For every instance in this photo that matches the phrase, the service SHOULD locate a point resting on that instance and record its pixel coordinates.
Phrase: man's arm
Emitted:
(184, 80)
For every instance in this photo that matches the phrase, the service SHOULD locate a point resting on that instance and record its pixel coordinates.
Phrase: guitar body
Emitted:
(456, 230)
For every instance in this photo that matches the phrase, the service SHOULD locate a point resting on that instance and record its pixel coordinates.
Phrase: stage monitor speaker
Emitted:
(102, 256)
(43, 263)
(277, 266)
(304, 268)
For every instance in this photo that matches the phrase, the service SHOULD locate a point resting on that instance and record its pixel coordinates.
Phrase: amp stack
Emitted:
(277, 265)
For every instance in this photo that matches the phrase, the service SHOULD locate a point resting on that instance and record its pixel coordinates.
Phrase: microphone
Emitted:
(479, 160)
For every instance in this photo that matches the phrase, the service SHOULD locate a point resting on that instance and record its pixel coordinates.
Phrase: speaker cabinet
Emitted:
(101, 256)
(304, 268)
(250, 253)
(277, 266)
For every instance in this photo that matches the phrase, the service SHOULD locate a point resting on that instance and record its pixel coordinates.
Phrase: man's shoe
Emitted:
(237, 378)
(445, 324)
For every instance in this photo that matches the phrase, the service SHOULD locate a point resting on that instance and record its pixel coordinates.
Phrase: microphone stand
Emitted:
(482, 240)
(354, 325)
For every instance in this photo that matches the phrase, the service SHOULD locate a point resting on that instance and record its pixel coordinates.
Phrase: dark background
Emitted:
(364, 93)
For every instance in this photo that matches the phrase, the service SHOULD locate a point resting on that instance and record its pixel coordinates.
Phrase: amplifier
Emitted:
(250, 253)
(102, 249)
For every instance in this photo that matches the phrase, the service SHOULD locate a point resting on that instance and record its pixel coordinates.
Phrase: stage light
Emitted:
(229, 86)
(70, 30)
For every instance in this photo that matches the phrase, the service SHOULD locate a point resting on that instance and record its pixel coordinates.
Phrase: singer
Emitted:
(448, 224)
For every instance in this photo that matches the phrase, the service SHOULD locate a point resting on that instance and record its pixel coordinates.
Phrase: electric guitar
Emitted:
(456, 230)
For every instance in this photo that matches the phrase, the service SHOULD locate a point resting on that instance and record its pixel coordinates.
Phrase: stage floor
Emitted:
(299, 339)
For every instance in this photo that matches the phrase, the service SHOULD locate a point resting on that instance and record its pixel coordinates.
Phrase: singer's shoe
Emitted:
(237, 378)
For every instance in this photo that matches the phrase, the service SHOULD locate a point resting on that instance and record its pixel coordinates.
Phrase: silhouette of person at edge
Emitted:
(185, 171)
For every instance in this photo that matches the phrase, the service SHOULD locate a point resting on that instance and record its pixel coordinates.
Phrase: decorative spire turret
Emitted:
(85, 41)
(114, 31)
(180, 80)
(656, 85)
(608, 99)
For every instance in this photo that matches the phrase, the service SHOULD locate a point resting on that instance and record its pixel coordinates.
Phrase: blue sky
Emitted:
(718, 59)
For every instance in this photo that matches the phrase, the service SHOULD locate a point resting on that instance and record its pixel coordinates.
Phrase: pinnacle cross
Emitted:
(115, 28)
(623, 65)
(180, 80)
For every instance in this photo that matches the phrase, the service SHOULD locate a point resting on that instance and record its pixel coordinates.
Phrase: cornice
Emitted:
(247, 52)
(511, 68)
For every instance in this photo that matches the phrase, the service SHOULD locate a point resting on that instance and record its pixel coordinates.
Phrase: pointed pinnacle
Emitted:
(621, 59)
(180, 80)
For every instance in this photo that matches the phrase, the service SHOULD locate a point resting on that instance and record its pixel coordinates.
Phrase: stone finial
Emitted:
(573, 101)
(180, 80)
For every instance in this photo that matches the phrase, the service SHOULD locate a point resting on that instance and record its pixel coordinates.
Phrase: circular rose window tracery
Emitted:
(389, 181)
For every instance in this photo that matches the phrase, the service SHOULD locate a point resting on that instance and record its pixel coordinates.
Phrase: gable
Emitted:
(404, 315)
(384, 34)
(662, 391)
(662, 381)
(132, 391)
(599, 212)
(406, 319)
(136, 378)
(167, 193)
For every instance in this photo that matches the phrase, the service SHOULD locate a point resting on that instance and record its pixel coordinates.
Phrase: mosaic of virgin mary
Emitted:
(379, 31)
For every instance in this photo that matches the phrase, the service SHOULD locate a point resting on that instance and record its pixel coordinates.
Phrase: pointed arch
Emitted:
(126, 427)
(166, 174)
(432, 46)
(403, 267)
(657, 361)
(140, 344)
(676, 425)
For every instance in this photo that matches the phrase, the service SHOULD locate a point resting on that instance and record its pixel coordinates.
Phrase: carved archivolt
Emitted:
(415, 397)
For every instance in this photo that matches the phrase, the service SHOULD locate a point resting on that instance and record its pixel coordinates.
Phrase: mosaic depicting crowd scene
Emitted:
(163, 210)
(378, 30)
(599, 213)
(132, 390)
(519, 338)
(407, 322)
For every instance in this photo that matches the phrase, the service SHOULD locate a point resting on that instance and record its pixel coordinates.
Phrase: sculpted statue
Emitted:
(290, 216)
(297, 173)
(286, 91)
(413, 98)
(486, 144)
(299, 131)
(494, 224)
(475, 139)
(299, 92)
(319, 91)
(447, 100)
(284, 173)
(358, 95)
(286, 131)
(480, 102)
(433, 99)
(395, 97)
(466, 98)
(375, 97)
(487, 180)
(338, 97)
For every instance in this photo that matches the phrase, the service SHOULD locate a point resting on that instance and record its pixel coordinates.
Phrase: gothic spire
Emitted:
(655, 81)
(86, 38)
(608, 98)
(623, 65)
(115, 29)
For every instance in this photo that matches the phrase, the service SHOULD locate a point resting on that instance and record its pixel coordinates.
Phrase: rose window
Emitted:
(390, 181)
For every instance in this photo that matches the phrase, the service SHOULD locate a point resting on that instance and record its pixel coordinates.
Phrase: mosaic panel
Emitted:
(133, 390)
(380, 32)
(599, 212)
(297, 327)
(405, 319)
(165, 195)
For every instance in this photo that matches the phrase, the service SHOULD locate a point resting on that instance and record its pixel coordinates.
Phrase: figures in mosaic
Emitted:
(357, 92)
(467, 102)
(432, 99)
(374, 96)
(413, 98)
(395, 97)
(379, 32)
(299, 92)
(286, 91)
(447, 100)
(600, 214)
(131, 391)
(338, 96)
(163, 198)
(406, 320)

→ **Exercise description**
Set every record down again, exactly as given.

→ **Solution to the exercise**
For every instance in this photo that matches the phrase, the service SHOULD locate a point resting on that instance and record its pixel coordinates.
Phrase: man's arm
Emitted:
(184, 80)
For every instance in this photo that matches the phrase, the service SHOULD locate a point resting on that instance and record its pixel coordinates.
Phrase: guitar body
Emitted:
(456, 230)
For every instance in this photo that matches the phrase, the service SHOULD locate a point resting on that instance and record its pixel coordinates.
Phrase: stage monitor speaker
Emitted:
(102, 256)
(43, 263)
(277, 266)
(304, 268)
For every instance in this photo that matches the phrase, the service SHOULD locate a point resting on that instance and record its pixel coordinates.
Phrase: amp stack
Emitted:
(277, 265)
For every instance in this photo that matches the phrase, the service SHOULD locate a point resting on that instance and record its pixel coordinates.
Phrase: microphone
Emitted:
(479, 160)
For every instance in this photo that matches the phrase, the service SHOULD locate a point resting on that instance and record its pixel coordinates.
Phrase: speaker cabinet
Emitted:
(101, 256)
(304, 268)
(250, 253)
(277, 266)
For every instance in this photo that matches the phrase, the service SHOULD locate a point resting on that instance and record its pixel coordinates.
Phrase: man's shoe
Emitted:
(237, 378)
(445, 324)
For every instance in this photo that matches the phrase, the service SHOULD locate a point resting on that instance and record its pixel coordinates.
Phrase: microphone stand
Emitted:
(482, 240)
(354, 325)
For every instance in this photo that matches the phrase, the service SHOULD locate a point resting on that instance and record its pixel coordinates.
Phrase: dark background
Emitted:
(364, 93)
For every instance in this photo that matches the phrase, the service SHOULD locate a point resting on that instance and record its pixel coordinates.
Phrase: amplifier
Emitted:
(250, 253)
(102, 249)
For every instance in this photo that matches the phrase, the service SHOULD locate a point resting on that instance and record its pixel coordinates.
Phrase: stage light
Emitted:
(229, 86)
(70, 30)
For every instance in this photo that matches the phrase, the service SHOULD locate a point resting on that instance and record its pixel coordinates.
Phrase: singer
Emitted:
(448, 224)
For every instance in this photo that matches the phrase, the service SHOULD locate a point resting on that instance and record its pixel coordinates.
Phrase: electric guitar
Emitted:
(456, 230)
For every instance in this photo that matches the phrase, the service SHOULD locate a point resting on that instance and record its pixel coordinates.
Phrase: stage floor
Emitted:
(299, 339)
For every instance in this photo that matches the phrase, the service SHOULD locate a point resting on that instance and record its pixel coordinates.
Phrase: singer's shoe
Emitted:
(237, 378)
For every instance in this photo that matches the phrase, the service SHOULD locate a point resting on that instance and record its pixel coordinates.
Phrase: silhouette of person at edge
Emitted:
(185, 171)
For every instance in this photo that matches the phrase, the service SHOULD locate a point resting on that instance and record its pixel coordinates.
Phrase: decorative spire turret
Emitted:
(85, 41)
(114, 31)
(180, 80)
(656, 85)
(608, 99)
For every instance in this photo that matches the phrase, the service SHOULD locate a point resting on that instance and record its pixel coordinates.
Phrase: blue sky
Emitted:
(718, 59)
For every instance in this photo that matches the phrase, the service SHOULD locate a point resting on that instance and record its pixel coordinates.
Phrase: pinnacle cross
Emitted:
(115, 28)
(623, 65)
(180, 80)
For every instance in this photo that matches the phrase, the service SHOULD locate a point resting on that instance and record its pixel coordinates.
Phrase: cornice
Emitted:
(247, 52)
(511, 68)
For every instance in this photo that matches the phrase, the service SHOULD locate a point resting on that instance and record its pixel coordinates.
Phrase: pointed pinnacle
Emitted:
(621, 59)
(180, 80)
For every instance in this photo that matches the phrase, the service SHOULD locate a point resting on that instance and record its pixel coordinates.
Phrase: stone finial
Emitted:
(573, 101)
(180, 80)
For every instance in this photo that matches the phrase, the service SHOULD locate a point resting on that instance and record its pixel coordinates.
Phrase: circular rose window tracery
Emitted:
(389, 181)
For every instance in this photo that matches the phrase, the service SHOULD locate a point resting on that instance and record its pixel coordinates.
Phrase: gable
Emitted:
(404, 315)
(384, 34)
(662, 391)
(662, 381)
(132, 391)
(599, 212)
(406, 319)
(136, 378)
(167, 193)
For every instance in this photo that matches the phrase, the service SHOULD locate a point resting on that instance and record its pixel coordinates.
Phrase: mosaic of virgin mary
Emitted:
(379, 31)
For every instance in this photo that matches the phrase, the service SHOULD locate a point resting on that instance and record its pixel coordinates.
Phrase: pointed arch
Emitted:
(126, 427)
(166, 174)
(432, 46)
(403, 267)
(657, 361)
(140, 344)
(676, 425)
For every instance in this photo that matches the phrase, the service SHOULD locate a point resting on that instance and record its pixel coordinates.
Phrase: carved archivolt
Emitted:
(415, 397)
For every instance in this photo that matches the phrase, the service SHOULD locate a point resting on that instance and record its pixel coordinates.
Phrase: mosaic depicting crowd scene
Emitted:
(163, 210)
(378, 30)
(599, 213)
(132, 390)
(519, 338)
(407, 322)
For every instance in this photo that matches the phrase, the service SHOULD locate a point resting on that instance and record its pixel coordinates.
Phrase: sculpted statue
Emitted:
(290, 216)
(297, 173)
(286, 91)
(413, 98)
(486, 144)
(299, 131)
(494, 224)
(475, 139)
(299, 92)
(319, 91)
(447, 100)
(284, 173)
(358, 95)
(286, 131)
(480, 102)
(433, 99)
(395, 97)
(466, 98)
(375, 97)
(487, 180)
(338, 97)
For every instance in this photo that matches the phrase, the service SHOULD locate a point resting on that instance and record its pixel coordinates.
Phrase: gothic spire
Emitted:
(655, 81)
(86, 38)
(608, 98)
(623, 65)
(115, 29)
For every instance in this photo that matches the phrase, the service SHOULD locate a point resting on that instance and record its pixel coordinates.
Phrase: rose window
Emitted:
(390, 181)
For every instance in this photo that matches the phrase, the service SHOULD locate a point resting on that instance and record its pixel coordinates.
Phrase: mosaic panel
Emitted:
(133, 390)
(380, 32)
(599, 212)
(297, 327)
(405, 319)
(165, 195)
For every instance in this photo that matches the phrase, the service SHOULD locate a point resting on that instance and record its pixel coordinates.
Phrase: figures in mosaic
Emitted:
(357, 92)
(467, 102)
(432, 99)
(374, 96)
(413, 98)
(395, 97)
(379, 32)
(299, 92)
(286, 91)
(447, 100)
(600, 214)
(131, 391)
(338, 96)
(163, 198)
(406, 320)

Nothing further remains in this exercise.